Starting with the row that contains "Keep to these rules. Indicate every instance of the green bokeh" and going on through the last of the rows below, write out every line again, text and coordinates alike, shifting each coordinate by adding 133 to both of its numbers. Please leave the pictures out.

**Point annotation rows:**
☆ ☆ ☆ ☆ ☆ ☆ ☆

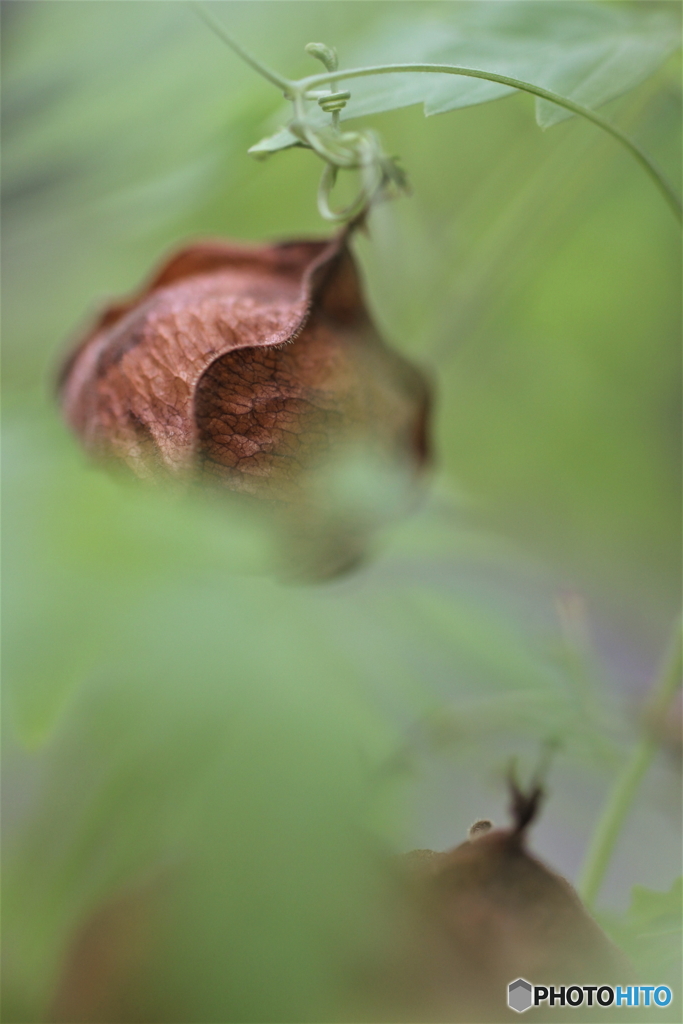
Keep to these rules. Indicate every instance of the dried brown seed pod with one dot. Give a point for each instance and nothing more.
(248, 366)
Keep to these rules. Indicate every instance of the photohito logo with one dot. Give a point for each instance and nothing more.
(522, 995)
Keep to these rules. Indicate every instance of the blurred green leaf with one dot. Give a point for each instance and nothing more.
(283, 139)
(650, 932)
(587, 52)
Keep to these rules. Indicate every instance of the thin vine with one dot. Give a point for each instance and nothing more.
(360, 151)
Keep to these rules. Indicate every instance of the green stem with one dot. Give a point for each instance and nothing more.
(655, 174)
(620, 800)
(272, 76)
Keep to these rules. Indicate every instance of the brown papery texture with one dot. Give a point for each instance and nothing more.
(246, 366)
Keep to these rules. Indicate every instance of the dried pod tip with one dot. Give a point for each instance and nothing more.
(479, 828)
(523, 806)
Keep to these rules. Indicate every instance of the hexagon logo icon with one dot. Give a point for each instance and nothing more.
(519, 995)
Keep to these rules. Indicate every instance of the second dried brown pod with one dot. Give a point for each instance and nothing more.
(250, 367)
(491, 912)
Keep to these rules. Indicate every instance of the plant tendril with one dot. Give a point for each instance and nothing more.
(381, 176)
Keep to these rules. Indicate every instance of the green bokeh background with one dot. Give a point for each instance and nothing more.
(536, 276)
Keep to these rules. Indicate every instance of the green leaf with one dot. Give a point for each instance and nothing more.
(587, 52)
(650, 932)
(283, 139)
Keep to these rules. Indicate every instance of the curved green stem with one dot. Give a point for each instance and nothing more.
(655, 174)
(283, 83)
(621, 798)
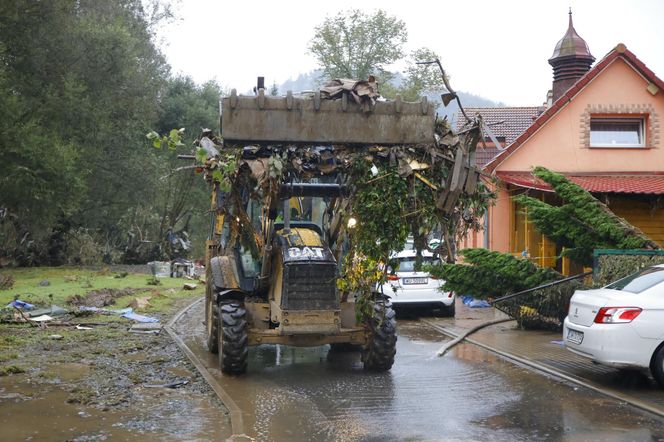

☆ ☆ ☆ ☆ ☆ ☆ ☆

**Answer for the task:**
Keep to these rules. Indicate every instance of the green bokeh background with one dot. Give a point for each instance and nothing more.
(669, 409)
Keep to these rules. Indicate every instance of the green leaf with one dot. Give a point for each instance and nothing more.
(720, 185)
(783, 1065)
(416, 272)
Keep to these rules. Indicate every instance of the curved green stem with one dot. Give a point for each instance and nothing more.
(788, 307)
(416, 216)
(754, 931)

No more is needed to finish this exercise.